◆ Material supplied
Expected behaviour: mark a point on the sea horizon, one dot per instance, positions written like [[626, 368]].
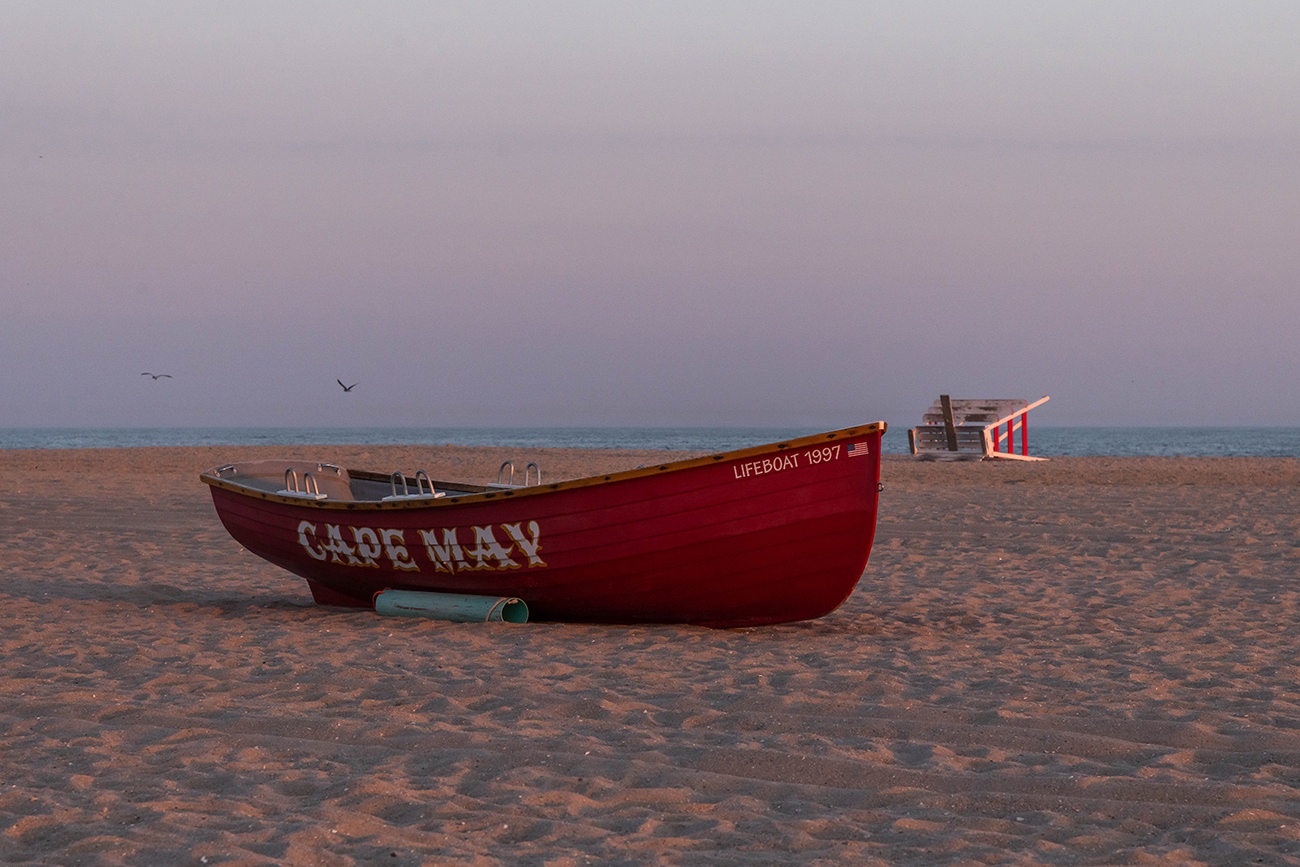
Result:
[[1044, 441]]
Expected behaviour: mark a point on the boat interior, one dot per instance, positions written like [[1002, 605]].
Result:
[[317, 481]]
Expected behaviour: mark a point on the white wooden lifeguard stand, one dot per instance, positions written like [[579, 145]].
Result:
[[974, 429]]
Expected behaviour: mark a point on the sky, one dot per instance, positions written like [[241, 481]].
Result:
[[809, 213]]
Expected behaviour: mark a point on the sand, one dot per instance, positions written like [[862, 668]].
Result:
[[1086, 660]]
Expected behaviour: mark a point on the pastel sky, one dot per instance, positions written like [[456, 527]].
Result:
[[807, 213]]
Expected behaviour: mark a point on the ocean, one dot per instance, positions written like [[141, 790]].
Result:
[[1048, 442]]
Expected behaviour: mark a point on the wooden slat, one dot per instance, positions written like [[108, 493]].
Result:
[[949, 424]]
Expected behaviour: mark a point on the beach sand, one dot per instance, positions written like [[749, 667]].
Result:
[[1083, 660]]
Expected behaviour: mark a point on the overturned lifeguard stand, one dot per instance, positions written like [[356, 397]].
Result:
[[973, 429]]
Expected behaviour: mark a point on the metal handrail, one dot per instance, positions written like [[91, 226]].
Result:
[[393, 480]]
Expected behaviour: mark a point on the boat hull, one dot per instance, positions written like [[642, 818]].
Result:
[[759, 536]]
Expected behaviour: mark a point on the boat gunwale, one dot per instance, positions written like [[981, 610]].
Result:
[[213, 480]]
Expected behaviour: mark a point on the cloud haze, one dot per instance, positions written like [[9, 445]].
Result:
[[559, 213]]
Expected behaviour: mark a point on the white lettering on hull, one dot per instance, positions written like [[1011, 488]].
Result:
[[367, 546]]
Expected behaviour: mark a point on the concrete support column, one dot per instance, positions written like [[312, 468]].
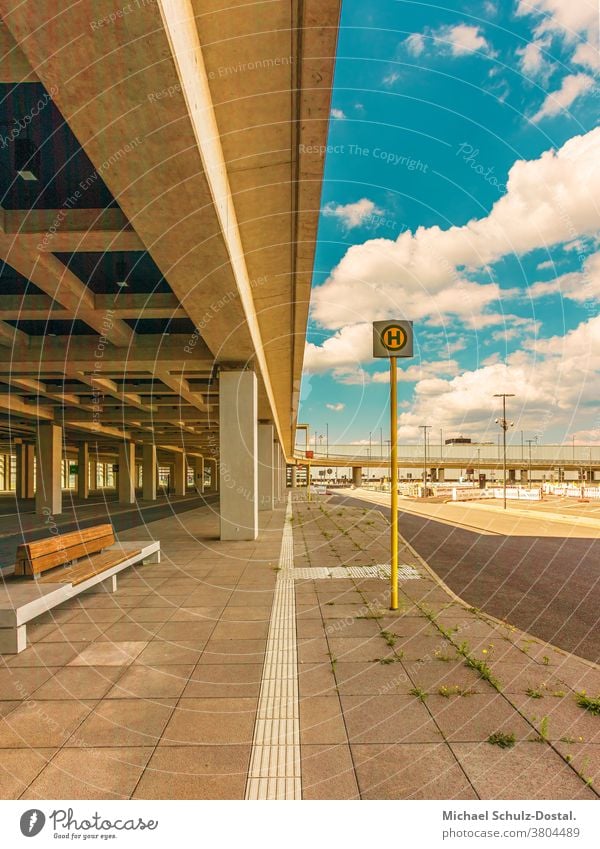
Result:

◆ Exercise aim
Reproduce the records above word for word, without the images.

◆ Finished exercise
Expected behaviour: mark a point on the sea horizon, one dot per instance, positions written like [[626, 368]].
Result:
[[1044, 441]]
Expected behaviour: mark a point on the boat interior, one dot per instance, positions written like [[1002, 605]].
Result:
[[317, 481]]
Expected behaviour: mark a point on the white wooden lifeguard stand, one dot per instance, positions written like [[579, 145]].
Result:
[[974, 429]]
Expected behaviour: mark a point on the sky, one dot per instance, positions written like [[241, 481]].
Result:
[[809, 213]]
Expected behaviour: mark a point on the sand, one dot per instance, positions written like [[862, 668]].
Result:
[[1086, 660]]
Expected behaviour: mark a point on the pastel sky, one dot per instance, positions written like [[456, 527]].
Result:
[[807, 213]]
Expected behaviour: mark a point on the ocean, one dot per instance, positions written like [[141, 790]].
Result:
[[1048, 442]]
Expected behaviour: mark a point on the wooden slat, one dot per instance, positions written like [[108, 493]].
Result:
[[949, 424]]
Expected behaviour: mark a point on the beach sand, one dot per instance, positions written like [[749, 667]].
Result:
[[1083, 660]]
Expected behaviour: mark a point on the overturned lifeguard stand, one dot per instance, positions written like [[356, 397]].
Result:
[[973, 429]]
Expected behaviour: mark a point on the metal handrail, one dot per instance, positions written like [[91, 226]].
Result:
[[393, 480]]
Expected behaviour: mark a point on the boat hull, one dot per instance, positions written like [[642, 818]].
Result:
[[759, 536]]
Expected behaviour: mark a point on the boat gunwale, one dot per instance, positions written like [[981, 610]].
Result:
[[213, 480]]
Expected behaviour: mark a point on the cloud haze, one dot per instance, positions written like [[9, 445]].
Result:
[[559, 213]]
Expected behaviour: mark a point on the white lettering on hull, one dot per instance, positions written like [[1011, 488]].
Result:
[[367, 546]]
Expected behaviour: mark a point on the concrete support column, one dot per instance, positions written like [[312, 468]].
Result:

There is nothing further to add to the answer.